TASK: Sum up the interview excerpt on history communication in two sentences.

SELECTED TEXT:
ArchivesAWARE: You’re also the creator of the field of history communication.  What is history communication, and where did the idea come from?

Steinhauer: In 2014, I worked at The John W. Kluge Center inside the Library of Congress. At the time I was friendly with several “science communicators,” and became intrigued by science communication. The sciences have made huge investments in ensuring scientists are trained to communicate scientific research to various audiences through a variety of media formats, not solely for disseminating scholarship but also for the purpose of informing public debates and shaping policy. It seemed to me that the history profession could do the same. I began asking if Masters and PhD programs had made such investments in communications, and found that few had. So I proposed the creation of history communication and set out with colleagues to develop coursework that would wrestle with how history gets communicated across contemporary media spaces—Web, social, video, VR—and identify the skillset necessary to do that work effectively. Four years later we have history communication courses being offered and trainings being conducted nationwide.

ArchivesAWARE: How do you think archivists can apply the ideas behind history communication to their work?  What would you say are some of the biggest challenges facing archivists in this regard?

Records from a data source
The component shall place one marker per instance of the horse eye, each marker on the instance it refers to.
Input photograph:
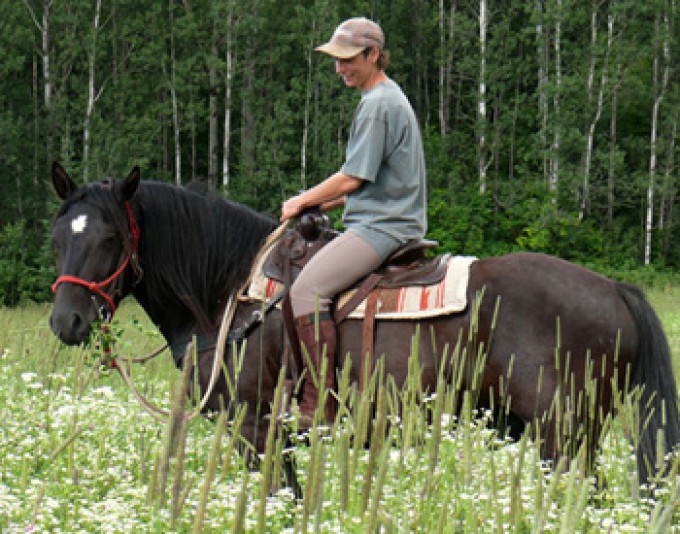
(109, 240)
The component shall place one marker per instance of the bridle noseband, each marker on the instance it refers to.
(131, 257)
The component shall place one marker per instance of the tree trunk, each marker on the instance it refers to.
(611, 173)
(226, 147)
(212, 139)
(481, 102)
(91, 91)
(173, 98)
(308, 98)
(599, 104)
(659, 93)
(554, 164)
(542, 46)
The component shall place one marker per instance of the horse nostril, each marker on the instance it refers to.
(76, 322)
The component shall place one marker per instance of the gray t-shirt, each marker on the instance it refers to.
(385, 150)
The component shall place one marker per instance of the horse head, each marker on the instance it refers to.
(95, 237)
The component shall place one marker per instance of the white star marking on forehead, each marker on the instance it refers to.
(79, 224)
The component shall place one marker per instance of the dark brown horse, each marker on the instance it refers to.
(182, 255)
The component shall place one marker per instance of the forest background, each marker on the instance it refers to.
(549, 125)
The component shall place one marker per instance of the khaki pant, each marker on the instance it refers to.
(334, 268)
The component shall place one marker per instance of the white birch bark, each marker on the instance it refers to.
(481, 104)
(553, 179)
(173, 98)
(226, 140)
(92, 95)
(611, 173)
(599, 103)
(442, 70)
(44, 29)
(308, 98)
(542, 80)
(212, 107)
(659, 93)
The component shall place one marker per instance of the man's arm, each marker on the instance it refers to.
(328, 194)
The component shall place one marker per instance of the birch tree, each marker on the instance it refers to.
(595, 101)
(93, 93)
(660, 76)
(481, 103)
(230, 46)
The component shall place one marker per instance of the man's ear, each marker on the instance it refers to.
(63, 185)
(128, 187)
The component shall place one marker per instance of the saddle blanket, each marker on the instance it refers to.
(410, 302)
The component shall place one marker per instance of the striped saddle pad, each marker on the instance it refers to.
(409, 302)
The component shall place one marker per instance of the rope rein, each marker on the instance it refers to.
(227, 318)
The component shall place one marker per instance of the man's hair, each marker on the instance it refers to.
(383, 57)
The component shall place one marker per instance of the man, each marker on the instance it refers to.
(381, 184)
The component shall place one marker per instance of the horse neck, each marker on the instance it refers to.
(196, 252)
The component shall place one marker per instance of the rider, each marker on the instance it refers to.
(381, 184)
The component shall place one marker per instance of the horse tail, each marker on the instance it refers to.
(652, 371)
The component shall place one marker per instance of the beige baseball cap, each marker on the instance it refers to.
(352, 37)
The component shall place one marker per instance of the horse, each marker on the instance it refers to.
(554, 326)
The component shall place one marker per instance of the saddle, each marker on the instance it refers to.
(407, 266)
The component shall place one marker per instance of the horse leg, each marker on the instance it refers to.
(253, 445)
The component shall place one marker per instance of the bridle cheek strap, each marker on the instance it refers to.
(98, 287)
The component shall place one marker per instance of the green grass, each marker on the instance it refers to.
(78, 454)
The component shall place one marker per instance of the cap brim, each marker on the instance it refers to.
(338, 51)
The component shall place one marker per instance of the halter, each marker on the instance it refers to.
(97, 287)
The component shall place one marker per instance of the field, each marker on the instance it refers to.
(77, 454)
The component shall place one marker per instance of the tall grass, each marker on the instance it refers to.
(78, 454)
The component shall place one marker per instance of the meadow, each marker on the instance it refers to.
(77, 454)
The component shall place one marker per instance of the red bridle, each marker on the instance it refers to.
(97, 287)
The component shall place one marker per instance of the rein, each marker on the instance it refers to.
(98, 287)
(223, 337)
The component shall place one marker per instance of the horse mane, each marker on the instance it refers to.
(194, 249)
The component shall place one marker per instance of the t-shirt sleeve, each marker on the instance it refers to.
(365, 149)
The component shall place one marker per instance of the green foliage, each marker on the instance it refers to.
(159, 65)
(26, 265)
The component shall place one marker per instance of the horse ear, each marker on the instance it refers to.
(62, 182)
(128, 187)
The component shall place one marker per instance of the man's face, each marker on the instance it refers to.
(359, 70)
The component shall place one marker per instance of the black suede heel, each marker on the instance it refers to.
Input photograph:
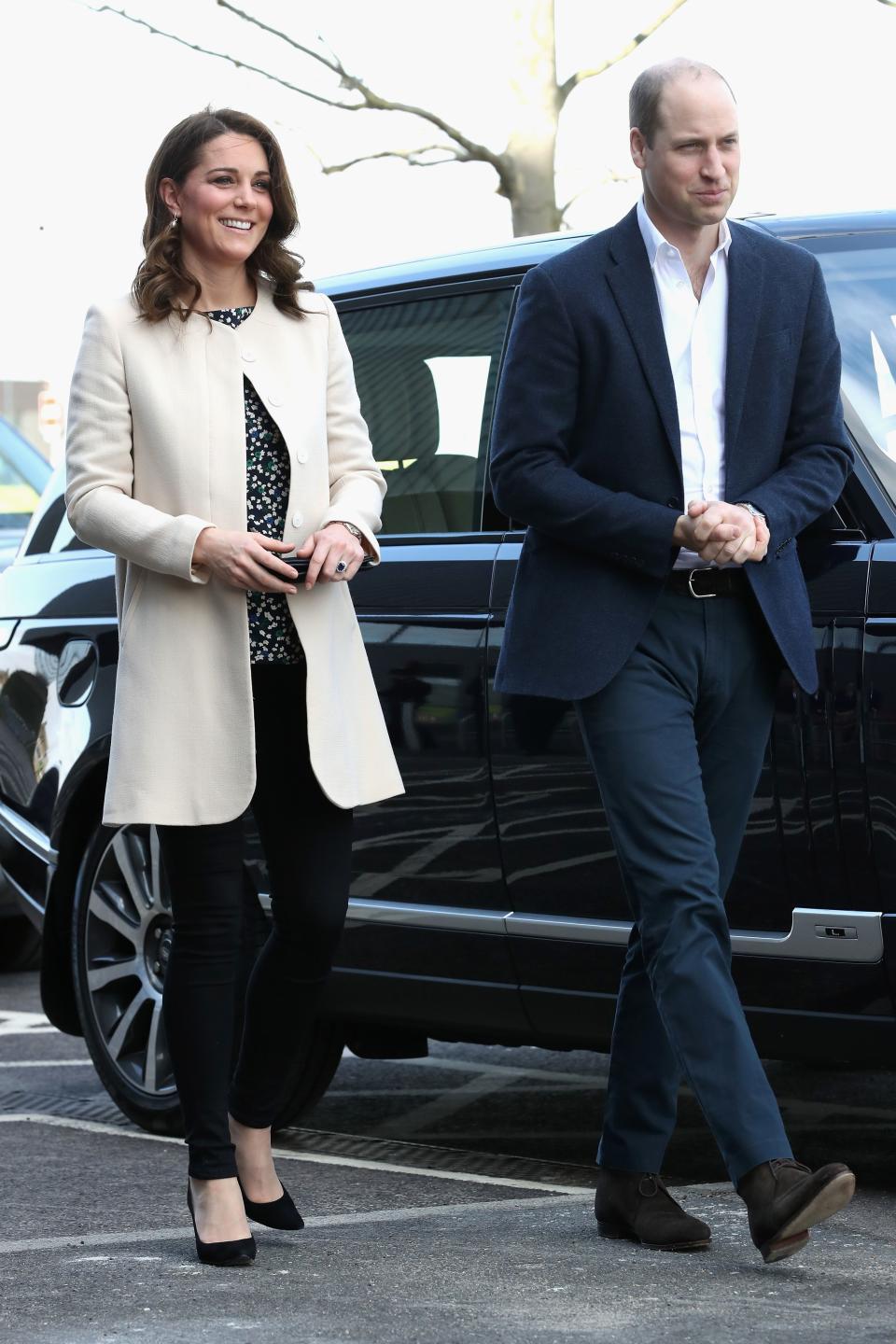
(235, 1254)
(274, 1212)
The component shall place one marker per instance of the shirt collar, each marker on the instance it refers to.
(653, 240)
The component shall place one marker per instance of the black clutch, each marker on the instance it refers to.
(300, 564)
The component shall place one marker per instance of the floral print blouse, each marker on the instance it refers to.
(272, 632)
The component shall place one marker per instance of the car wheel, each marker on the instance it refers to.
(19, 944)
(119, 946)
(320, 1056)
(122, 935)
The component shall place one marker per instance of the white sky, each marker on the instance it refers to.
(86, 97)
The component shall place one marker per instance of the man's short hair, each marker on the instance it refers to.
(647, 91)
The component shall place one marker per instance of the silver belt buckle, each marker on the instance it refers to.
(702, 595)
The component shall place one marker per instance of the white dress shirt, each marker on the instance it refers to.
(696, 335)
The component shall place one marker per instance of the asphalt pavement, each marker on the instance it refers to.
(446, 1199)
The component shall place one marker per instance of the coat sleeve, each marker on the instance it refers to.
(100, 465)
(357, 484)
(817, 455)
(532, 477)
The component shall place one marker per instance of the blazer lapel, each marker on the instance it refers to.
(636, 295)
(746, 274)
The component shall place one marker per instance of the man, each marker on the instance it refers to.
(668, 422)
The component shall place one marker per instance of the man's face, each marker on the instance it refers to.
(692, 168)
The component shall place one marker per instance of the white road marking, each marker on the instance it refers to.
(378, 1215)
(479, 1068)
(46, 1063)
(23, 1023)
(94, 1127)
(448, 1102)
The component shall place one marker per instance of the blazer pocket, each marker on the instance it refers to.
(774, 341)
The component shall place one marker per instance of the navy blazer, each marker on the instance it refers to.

TASK RESPONSE: While working at The John W. Kluge Center in the Library of Congress in 2014, Steinhauer became intrigued by science communication and thought the history profession could also invest in training people to communicate research to various audiences. Finding that few Masters and PhD programs had made such investments, Steinhauer proposed history communication and developed coursework with colleagues on communicating history across Web, social, video, and VR media, and four years later such courses and trainings are offered nationwide.